** Start DATA ROWS **

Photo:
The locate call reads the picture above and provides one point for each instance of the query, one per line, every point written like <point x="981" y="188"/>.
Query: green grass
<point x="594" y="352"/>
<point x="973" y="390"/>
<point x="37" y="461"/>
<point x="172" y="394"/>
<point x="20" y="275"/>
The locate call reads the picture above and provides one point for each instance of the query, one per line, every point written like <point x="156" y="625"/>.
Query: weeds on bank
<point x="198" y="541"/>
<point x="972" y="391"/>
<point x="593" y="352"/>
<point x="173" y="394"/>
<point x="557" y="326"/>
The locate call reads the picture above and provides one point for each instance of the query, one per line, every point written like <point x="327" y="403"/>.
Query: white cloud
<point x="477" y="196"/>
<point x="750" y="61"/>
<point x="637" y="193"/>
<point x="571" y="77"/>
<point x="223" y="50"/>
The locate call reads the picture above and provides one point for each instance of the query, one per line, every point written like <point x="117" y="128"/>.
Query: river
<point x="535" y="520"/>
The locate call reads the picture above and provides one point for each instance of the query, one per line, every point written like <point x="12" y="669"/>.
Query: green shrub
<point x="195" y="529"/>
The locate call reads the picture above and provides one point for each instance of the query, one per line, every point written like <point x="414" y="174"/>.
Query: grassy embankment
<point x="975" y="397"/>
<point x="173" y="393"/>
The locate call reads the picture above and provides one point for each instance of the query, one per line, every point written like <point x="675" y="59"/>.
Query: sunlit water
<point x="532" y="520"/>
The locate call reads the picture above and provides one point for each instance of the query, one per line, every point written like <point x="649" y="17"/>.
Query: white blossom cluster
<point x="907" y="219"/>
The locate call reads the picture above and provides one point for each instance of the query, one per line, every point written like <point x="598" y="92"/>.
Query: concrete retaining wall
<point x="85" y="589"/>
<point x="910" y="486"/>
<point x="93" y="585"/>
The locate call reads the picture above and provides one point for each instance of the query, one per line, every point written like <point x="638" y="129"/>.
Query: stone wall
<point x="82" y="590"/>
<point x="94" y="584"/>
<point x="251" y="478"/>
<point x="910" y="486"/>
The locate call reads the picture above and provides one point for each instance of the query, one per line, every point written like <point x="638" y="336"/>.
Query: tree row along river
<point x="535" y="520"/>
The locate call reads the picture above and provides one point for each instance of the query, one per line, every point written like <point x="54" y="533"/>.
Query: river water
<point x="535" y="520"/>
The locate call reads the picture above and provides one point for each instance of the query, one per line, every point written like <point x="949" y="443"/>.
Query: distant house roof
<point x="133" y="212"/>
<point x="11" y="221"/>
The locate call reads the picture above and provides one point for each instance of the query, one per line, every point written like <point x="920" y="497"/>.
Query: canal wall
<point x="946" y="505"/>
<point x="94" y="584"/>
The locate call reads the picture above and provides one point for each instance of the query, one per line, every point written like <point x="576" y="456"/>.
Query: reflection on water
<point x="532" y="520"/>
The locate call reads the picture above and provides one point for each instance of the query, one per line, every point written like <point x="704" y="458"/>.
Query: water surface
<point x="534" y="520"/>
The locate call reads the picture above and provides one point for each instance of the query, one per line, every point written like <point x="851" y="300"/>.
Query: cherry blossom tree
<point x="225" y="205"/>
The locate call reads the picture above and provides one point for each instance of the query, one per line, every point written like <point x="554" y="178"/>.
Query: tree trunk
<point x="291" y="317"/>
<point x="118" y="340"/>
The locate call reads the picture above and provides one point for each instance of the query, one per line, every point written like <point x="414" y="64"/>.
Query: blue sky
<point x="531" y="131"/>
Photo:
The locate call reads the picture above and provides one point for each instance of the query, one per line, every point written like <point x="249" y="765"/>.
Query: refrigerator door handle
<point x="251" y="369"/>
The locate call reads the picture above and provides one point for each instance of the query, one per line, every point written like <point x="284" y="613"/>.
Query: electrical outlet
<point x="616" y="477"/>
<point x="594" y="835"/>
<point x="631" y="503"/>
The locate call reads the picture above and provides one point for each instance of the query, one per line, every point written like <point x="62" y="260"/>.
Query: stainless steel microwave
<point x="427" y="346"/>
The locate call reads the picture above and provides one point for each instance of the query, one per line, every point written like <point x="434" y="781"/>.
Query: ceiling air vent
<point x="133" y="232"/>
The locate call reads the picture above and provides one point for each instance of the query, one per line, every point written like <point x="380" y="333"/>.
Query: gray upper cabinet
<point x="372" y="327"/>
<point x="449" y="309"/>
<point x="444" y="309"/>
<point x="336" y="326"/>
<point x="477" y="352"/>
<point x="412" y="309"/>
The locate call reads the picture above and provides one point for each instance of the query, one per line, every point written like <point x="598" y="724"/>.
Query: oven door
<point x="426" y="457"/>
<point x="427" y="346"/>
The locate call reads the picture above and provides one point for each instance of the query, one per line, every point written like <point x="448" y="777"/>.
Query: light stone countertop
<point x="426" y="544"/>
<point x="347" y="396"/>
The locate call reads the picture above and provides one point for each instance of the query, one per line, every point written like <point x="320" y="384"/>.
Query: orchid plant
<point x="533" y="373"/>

** End DATA ROWS **

Extract the listing in its entirety and repeat it exactly.

> [TASK OUTPUT]:
Photo:
The locate call reads the picture above and provides one point for each instance of the query, one per line, every point written like <point x="981" y="188"/>.
Query: green grass
<point x="594" y="352"/>
<point x="973" y="390"/>
<point x="37" y="461"/>
<point x="172" y="394"/>
<point x="20" y="275"/>
The locate call reads the picture above and provides one point for each instance of the query, one per line, every point written like <point x="156" y="625"/>.
Query: weeds on bank
<point x="198" y="541"/>
<point x="972" y="391"/>
<point x="593" y="352"/>
<point x="173" y="394"/>
<point x="557" y="326"/>
The locate call reads the picture above and provides one point for each instance of the query, one per line, every point written like <point x="327" y="403"/>.
Query: white cloud
<point x="477" y="196"/>
<point x="750" y="61"/>
<point x="637" y="193"/>
<point x="571" y="77"/>
<point x="223" y="50"/>
The locate call reads the picture above and provides one point for each instance of the query, one per line, every point written like <point x="117" y="128"/>.
Query: river
<point x="535" y="520"/>
The locate call reads the picture above and provides one point for each instance of the query, one per line, every point written like <point x="12" y="669"/>.
Query: green shrub
<point x="195" y="529"/>
The locate call reads the picture above and provides one point for each instance of the query, one per line, every point written like <point x="414" y="174"/>.
Query: grassy embankment
<point x="975" y="397"/>
<point x="173" y="393"/>
The locate call reads the picture above and provides one point for each instance of the query, one per line, every point written like <point x="675" y="59"/>.
Query: sunlit water
<point x="532" y="520"/>
The locate call reads the picture above and provides one point for each instance of the query, one per line, every point written like <point x="649" y="17"/>.
Query: white blossom cluster
<point x="907" y="219"/>
The locate call reads the picture above and provides one point for each instance of the query, one per line, every point written like <point x="598" y="92"/>.
Query: concrete retaining wall
<point x="85" y="589"/>
<point x="910" y="486"/>
<point x="93" y="585"/>
The locate call reads the picture above and provides one point for each instance of the query, one per line, every point written like <point x="638" y="129"/>.
Query: stone wall
<point x="82" y="590"/>
<point x="94" y="584"/>
<point x="251" y="478"/>
<point x="910" y="486"/>
The locate call reads the picture above and provides one point for each instance of the query, one per line, every point written like <point x="638" y="336"/>.
Query: tree row along river
<point x="535" y="520"/>
The locate call reads the picture above and provides one point for each instance of the query, one per line, every point written like <point x="54" y="533"/>.
Query: river water
<point x="535" y="520"/>
The locate call reads the picture above and provides one point for each instance of the query, one per line, every point written like <point x="949" y="443"/>.
Query: distant house roof
<point x="133" y="212"/>
<point x="11" y="221"/>
The locate call reads the picture above and provides one point for each instance of the query, one per line, every point written like <point x="920" y="497"/>.
Query: canal wall
<point x="946" y="505"/>
<point x="94" y="584"/>
The locate call reads the picture above and provides one point for each instance of the query, one per line, every point written like <point x="576" y="456"/>.
Query: reflection on water
<point x="532" y="520"/>
The locate call reads the picture above and provides one point for each instance of the query, one per line, every point written like <point x="704" y="458"/>.
Query: water surface
<point x="534" y="520"/>
The locate call reads the picture above and provides one point for each instance of the query, one per line, every point written like <point x="851" y="300"/>.
Query: cherry blossom tree
<point x="225" y="205"/>
The locate call reads the picture above and provides one point for each instance of the query, one per line, every point written like <point x="554" y="178"/>.
Query: tree trunk
<point x="291" y="317"/>
<point x="118" y="340"/>
The locate call reads the picture above and provides one point for each instance of the query, one per line, every point written like <point x="414" y="64"/>.
Query: blue sky
<point x="531" y="131"/>
Photo:
The locate call reads the picture above and provides one point for each instance of the query, one per line, every point written like <point x="249" y="765"/>.
Query: refrigerator door handle
<point x="251" y="369"/>
The locate call reads the picture above and provides one point for each instance of the query, one per line, every point written like <point x="284" y="613"/>.
Query: electrical outlet
<point x="616" y="477"/>
<point x="594" y="835"/>
<point x="631" y="503"/>
The locate call reads the picture above and provides one point for each instance of the query, one per line, every point written like <point x="62" y="260"/>.
Query: stainless steel microwave
<point x="427" y="346"/>
The locate call reads the picture above and provides one point for each instance of the query, one per line, every point written like <point x="434" y="781"/>.
Query: ceiling air vent
<point x="133" y="232"/>
The locate call reads the picture above and provides one point for each instance of the query, one per line, every point written like <point x="380" y="333"/>.
Query: gray upper cabinet
<point x="372" y="327"/>
<point x="449" y="309"/>
<point x="444" y="309"/>
<point x="336" y="326"/>
<point x="477" y="352"/>
<point x="412" y="309"/>
The locate call reads the picture above and provides one point for each instance of the query, one per line, every point written like <point x="598" y="724"/>.
Query: oven door
<point x="426" y="457"/>
<point x="427" y="346"/>
The locate call reads the picture above and provides one point for each instance of the query, one per line, every point written like <point x="448" y="777"/>.
Query: light stone countertop
<point x="426" y="544"/>
<point x="347" y="396"/>
The locate call reads the picture above and provides one point for each instance of the query, one per line, every point written like <point x="320" y="384"/>.
Query: orchid plant
<point x="533" y="373"/>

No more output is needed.